_WORK TO BE COMPLETED_
Can you recast every line of the records below as one numbered list, leaving out any blank lines?

### RECORDED DATA ###

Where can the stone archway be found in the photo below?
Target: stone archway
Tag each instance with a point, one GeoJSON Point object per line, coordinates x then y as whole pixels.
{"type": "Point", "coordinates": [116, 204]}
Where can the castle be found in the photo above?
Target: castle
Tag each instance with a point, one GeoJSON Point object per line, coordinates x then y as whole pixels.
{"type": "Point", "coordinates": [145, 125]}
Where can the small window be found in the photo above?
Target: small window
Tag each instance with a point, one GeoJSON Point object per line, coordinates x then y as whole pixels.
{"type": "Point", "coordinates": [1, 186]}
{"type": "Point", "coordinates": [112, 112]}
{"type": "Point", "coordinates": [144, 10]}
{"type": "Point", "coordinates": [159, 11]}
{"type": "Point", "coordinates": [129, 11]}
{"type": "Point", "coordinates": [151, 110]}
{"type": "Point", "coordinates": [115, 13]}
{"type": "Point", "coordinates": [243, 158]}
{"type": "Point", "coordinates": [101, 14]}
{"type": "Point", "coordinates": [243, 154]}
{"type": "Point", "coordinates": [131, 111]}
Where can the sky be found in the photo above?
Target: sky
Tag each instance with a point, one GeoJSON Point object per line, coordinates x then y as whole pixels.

###

_EXERCISE RESPONSE_
1. Where can the stone archway be found in the photo below?
2. Target: stone archway
3. Tag each instance with a point, one GeoJSON Point object per line, coordinates x then y as whole pixels.
4. {"type": "Point", "coordinates": [116, 204]}
5. Where can the castle be found in the photo above?
6. Target: castle
7. Tag each instance with a point, one GeoJSON Point object per line, coordinates x then y as whole pixels.
8. {"type": "Point", "coordinates": [145, 125]}
9. Where can the small window be found in the photo above?
10. Target: small window
11. Tag each instance with a point, one GeoJSON Point object per line, coordinates x then y as whole pixels.
12. {"type": "Point", "coordinates": [1, 186]}
13. {"type": "Point", "coordinates": [112, 112]}
14. {"type": "Point", "coordinates": [144, 10]}
15. {"type": "Point", "coordinates": [159, 11]}
16. {"type": "Point", "coordinates": [129, 11]}
17. {"type": "Point", "coordinates": [151, 110]}
18. {"type": "Point", "coordinates": [115, 13]}
19. {"type": "Point", "coordinates": [243, 158]}
20. {"type": "Point", "coordinates": [101, 14]}
21. {"type": "Point", "coordinates": [243, 154]}
22. {"type": "Point", "coordinates": [131, 111]}
23. Where can the sky be found in the photo above?
24. Target: sky
25. Tag each instance with a point, one GeoJSON Point object per line, coordinates x then y as whole pixels.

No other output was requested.